Page:
◇ ◇ ◇ ◇ ◇

# PRV paper work



## Danman (Mar 23, 2016)

Well my 13a probation periodis nearly over so I went online to do my NBI clearence renewal that went ok so they gave date and time to visit NBI, whe I arrived I explained to the NBI officer what I had done online, the NBI office informed me the online processing is for Filipinos not foreigners so I had to reapply there. Then I went to BI and asked them what I need to do this time, do I take the same paper work as I had the first time, the officer told me just take your passport and NBI but after awhile he said " take all the forms you had the first time just to be sure" I walked out confused lol. But I will take a renewed copies of the same paper work as the first time. I really wanted to ask BI about the letter but I will just retype the old letter to BI in Manila.


----------



## bidrod (Mar 31, 2015)

Think you also need an addition of affidavit of cohabitation on the permanent request.

file:///C:/Users/CHARLES/Downloads/13A%20sample.pdf

Chuck


----------



## Danman (Mar 23, 2016)

The first lot of paperwork was just a NSO marriage contract and my wifes birth cert, and a letter from my wife to the BI. plus the paper work requested by BI for me to provide.


----------



## bidrod (Mar 31, 2015)

Here is the BI checklist.

http://www.immigration.gov.ph/images/FORMS/18Dec2015/BI FORM V-I-005-Rev 1.1.pdf

Chuck


----------



## Danman (Mar 23, 2016)

that is a different form to the one I have from BI in Manila in that it states a marriage cert, NSO certified


----------



## bidrod (Mar 31, 2015)

Danman said:


> that is a different form to the one I have from BI in Manila in that it states a marriage cert, NSO certified


This is the current checklist posted from the BI website. The marriage certificate that you get from NSO is certified.

Chuck


----------



## Ram1957 (Oct 14, 2014)

bidrod said:


> This is the current checklist posted from the BI website. The marriage certificate that you get from NSO is certified.
> 
> Chuck


I just got my Permanent 13A. The link that Chuck provided is the correct one.


----------



## Danman (Mar 23, 2016)

I will chat Bi on their FB website as to the Affidavit of Colabitation what thats about, as that would be a barangay letter I would imagine. I will ask..


----------



## Ram1957 (Oct 14, 2014)

Danman said:


> I will chat Bi on their FB website as to the Affidavit of Colabitation what thats about, as that would be a barangay letter I would imagine. I will ask..


The Affidavit of Cohabitation is required and can be done for about P400, a Barangay letter won't do you any good. You are making this harder than it is. Just go by current BOI requirements. Stop overthinking it. Sounds to me that you are getting your information from a fixer not by anyone in the BOI.

◇ ◇ ◇ ◇ ◇

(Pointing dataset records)
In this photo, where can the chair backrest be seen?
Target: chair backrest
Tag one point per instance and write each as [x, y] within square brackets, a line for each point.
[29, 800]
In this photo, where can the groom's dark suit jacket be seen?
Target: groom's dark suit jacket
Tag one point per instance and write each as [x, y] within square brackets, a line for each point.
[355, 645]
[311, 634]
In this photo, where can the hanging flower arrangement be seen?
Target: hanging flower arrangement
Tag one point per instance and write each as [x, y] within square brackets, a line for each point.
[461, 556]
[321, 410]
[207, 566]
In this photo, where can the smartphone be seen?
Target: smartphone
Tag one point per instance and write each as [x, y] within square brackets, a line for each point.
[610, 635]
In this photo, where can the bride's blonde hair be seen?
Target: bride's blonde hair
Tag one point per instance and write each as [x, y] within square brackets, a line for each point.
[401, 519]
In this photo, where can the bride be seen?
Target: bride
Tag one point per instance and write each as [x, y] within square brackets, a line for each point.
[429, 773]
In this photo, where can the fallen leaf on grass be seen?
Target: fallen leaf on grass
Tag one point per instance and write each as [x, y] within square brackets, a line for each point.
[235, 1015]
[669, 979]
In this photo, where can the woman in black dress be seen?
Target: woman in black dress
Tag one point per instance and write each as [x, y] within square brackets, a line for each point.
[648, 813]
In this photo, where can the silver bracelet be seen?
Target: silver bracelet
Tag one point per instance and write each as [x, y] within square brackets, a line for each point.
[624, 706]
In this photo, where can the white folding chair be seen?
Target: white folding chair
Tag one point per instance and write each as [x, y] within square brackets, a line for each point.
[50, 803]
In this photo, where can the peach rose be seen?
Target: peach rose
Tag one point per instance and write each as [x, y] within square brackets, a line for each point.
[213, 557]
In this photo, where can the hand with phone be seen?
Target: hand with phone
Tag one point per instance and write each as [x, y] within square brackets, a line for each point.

◇ ◇ ◇ ◇ ◇

What you need to do: Translate this sentence from the forum thread on 13A visa paperwork into Spanish: "The marriage certificate that you get from NSO is certified."

Finished task: El certificado de matrimonio que obtienes de la NSO está certificado.